### Exercise
Rewrite the entries from the line that has "Check that every instance of the white lattice" through the line that has "column 465, row 277", replacing "keypoint" with "marker" and leaving everything else as it is.

### Information shown

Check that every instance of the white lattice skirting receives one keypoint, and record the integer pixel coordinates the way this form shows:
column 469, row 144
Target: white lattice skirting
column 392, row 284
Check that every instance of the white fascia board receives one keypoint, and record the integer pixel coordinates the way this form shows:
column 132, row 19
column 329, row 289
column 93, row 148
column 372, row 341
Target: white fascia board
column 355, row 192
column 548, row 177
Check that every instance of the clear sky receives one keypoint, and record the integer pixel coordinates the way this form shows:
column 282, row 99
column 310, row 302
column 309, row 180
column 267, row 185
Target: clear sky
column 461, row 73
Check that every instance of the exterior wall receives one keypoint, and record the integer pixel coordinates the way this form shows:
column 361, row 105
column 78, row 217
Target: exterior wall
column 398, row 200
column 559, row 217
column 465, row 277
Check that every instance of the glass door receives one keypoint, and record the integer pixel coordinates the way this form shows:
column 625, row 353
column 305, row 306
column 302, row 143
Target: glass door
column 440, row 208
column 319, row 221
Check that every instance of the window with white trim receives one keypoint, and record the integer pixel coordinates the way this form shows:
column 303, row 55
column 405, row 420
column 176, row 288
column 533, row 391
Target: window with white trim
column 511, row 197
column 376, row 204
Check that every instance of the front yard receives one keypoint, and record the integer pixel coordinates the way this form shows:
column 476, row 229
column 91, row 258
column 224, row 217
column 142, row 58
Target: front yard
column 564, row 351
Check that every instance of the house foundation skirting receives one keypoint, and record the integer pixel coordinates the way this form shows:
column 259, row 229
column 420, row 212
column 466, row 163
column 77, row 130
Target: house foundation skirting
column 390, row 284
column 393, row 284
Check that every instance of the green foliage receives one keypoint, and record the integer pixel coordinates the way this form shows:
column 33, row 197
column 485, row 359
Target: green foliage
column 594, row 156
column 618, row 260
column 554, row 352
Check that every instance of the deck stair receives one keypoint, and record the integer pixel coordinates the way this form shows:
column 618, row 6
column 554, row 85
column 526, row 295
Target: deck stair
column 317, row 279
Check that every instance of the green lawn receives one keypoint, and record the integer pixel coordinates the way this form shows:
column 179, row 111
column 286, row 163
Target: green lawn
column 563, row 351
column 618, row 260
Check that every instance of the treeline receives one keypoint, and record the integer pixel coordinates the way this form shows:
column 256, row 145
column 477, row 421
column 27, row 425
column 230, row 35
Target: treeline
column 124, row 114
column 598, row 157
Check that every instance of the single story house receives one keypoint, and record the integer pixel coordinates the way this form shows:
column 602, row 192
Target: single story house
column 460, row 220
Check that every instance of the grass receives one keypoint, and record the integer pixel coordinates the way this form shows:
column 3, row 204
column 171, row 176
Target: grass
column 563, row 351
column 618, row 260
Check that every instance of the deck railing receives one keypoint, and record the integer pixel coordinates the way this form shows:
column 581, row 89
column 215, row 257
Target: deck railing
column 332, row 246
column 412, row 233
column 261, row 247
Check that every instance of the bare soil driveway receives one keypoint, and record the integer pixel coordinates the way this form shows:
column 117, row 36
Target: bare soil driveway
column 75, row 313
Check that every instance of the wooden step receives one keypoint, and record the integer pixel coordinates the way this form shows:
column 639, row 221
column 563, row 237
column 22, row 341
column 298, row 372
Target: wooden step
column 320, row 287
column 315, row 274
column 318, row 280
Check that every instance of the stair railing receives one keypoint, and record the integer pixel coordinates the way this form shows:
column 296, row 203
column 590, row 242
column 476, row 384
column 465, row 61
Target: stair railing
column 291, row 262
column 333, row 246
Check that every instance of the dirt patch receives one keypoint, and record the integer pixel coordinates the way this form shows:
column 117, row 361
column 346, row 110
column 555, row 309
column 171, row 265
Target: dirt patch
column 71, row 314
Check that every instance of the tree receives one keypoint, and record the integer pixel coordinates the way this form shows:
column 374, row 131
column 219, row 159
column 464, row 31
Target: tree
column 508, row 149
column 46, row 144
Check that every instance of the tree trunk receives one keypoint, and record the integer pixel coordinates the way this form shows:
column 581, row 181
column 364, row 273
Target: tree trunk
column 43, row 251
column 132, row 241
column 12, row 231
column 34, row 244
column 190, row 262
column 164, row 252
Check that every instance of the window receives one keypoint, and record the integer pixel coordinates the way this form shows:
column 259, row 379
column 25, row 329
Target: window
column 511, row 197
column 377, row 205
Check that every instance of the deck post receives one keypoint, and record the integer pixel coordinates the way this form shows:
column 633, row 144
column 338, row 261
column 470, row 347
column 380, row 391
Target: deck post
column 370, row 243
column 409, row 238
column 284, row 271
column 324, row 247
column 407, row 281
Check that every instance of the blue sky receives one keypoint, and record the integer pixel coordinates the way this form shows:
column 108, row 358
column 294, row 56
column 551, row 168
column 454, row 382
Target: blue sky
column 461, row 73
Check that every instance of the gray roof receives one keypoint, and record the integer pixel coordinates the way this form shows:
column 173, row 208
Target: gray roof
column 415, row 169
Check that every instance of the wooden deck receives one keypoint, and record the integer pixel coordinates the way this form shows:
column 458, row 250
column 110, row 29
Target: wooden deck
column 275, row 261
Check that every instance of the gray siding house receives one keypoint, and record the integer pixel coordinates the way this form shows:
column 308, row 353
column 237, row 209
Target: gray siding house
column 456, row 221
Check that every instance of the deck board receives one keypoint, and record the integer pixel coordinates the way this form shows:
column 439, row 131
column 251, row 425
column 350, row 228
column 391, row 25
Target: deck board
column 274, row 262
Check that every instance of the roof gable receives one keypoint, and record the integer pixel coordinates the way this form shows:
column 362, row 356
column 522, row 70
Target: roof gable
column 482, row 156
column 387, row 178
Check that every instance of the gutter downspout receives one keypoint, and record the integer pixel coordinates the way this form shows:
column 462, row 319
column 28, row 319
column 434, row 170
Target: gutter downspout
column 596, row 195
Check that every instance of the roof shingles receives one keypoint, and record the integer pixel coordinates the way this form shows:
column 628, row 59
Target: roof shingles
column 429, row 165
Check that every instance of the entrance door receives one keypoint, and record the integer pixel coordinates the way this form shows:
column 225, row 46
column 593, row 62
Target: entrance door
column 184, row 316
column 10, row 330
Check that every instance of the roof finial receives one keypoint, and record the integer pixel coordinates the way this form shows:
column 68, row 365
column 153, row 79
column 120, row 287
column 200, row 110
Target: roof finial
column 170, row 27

...

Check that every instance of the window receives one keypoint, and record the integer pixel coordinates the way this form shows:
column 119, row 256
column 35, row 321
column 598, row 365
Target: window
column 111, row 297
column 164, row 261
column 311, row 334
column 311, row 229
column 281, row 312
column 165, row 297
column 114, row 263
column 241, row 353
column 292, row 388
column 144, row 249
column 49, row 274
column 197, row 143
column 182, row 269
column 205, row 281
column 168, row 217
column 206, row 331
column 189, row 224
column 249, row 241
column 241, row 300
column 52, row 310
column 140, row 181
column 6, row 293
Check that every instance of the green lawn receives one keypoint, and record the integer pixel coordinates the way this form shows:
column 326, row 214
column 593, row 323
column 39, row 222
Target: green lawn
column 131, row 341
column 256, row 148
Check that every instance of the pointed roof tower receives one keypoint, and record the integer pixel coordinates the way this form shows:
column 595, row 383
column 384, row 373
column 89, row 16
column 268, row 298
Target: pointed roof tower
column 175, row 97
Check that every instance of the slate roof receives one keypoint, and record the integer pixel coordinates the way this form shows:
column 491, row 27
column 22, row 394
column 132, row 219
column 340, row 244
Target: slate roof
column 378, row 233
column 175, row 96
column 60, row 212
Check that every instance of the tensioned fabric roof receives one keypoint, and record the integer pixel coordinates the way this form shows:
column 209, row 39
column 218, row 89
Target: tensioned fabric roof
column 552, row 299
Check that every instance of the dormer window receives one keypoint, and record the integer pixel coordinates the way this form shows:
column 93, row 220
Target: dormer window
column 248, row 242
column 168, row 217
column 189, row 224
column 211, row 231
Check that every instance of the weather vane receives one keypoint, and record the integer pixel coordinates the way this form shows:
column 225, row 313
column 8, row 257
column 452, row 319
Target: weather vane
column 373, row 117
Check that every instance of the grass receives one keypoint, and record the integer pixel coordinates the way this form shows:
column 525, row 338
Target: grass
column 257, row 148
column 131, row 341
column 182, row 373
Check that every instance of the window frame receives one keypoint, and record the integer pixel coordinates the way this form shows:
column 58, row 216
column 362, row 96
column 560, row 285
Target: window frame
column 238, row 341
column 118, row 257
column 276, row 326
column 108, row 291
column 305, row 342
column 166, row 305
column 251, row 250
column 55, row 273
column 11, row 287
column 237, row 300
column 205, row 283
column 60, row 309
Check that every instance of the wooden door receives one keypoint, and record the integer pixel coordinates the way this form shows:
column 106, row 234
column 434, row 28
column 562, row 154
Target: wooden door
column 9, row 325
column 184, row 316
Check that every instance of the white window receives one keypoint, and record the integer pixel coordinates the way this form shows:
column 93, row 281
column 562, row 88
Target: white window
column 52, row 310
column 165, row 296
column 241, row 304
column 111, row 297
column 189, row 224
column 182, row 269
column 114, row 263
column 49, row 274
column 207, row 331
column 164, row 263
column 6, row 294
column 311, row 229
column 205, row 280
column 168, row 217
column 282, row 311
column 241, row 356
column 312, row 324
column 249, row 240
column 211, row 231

--

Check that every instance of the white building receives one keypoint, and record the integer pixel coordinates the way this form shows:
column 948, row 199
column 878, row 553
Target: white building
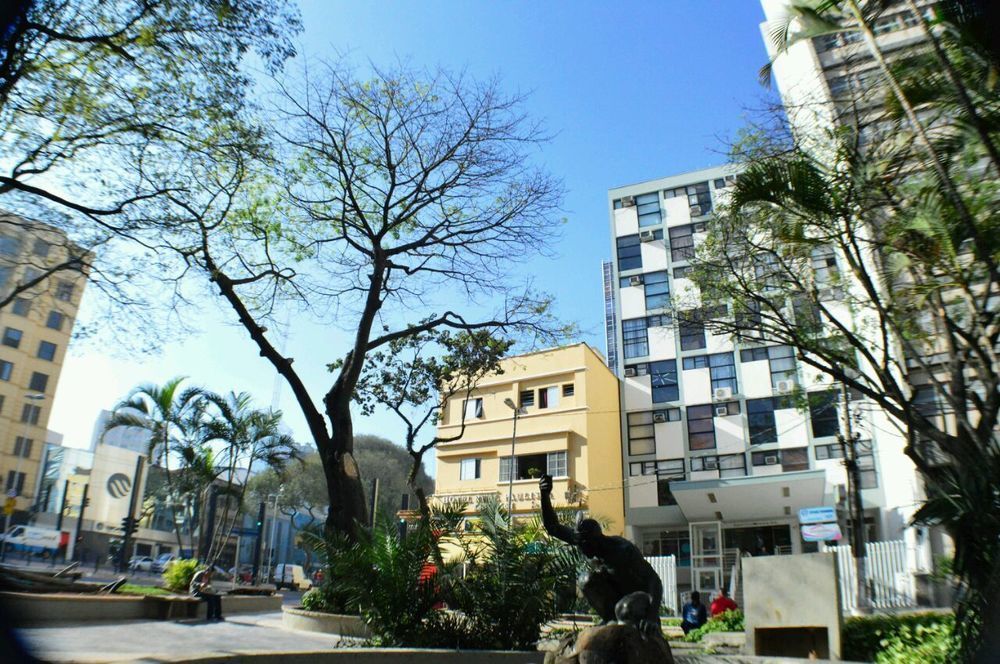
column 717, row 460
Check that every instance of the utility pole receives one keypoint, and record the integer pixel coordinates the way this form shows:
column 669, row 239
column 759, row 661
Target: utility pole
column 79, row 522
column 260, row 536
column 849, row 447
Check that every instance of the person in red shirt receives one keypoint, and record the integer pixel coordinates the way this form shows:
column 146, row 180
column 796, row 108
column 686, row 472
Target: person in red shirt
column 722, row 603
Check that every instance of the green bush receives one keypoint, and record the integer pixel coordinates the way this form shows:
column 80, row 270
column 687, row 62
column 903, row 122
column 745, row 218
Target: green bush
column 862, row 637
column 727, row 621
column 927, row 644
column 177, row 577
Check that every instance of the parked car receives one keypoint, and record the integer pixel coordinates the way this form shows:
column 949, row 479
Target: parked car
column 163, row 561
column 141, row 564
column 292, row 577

### Correct result
Check that every instance of the white lattice skirting receives one marker, and record the integer pixel coordinates the way this form shows:
column 469, row 144
Target: white lattice skirting
column 392, row 284
Check that every instance of the white fascia board receives one marker, and record the integer pixel coordinates the way this form shows:
column 132, row 19
column 329, row 289
column 93, row 148
column 372, row 341
Target: white fascia board
column 355, row 192
column 548, row 177
Check that every instance of the clear sky receives one marker, and record the integer pixel coordinates the way this form shows:
column 282, row 99
column 310, row 302
column 309, row 180
column 267, row 185
Target: clear sky
column 461, row 73
Check that every instance of the exterior wall receives one marker, and record the integer pixel coordinates the way this form shows:
column 361, row 105
column 78, row 217
Target: exterior wall
column 398, row 200
column 559, row 217
column 465, row 277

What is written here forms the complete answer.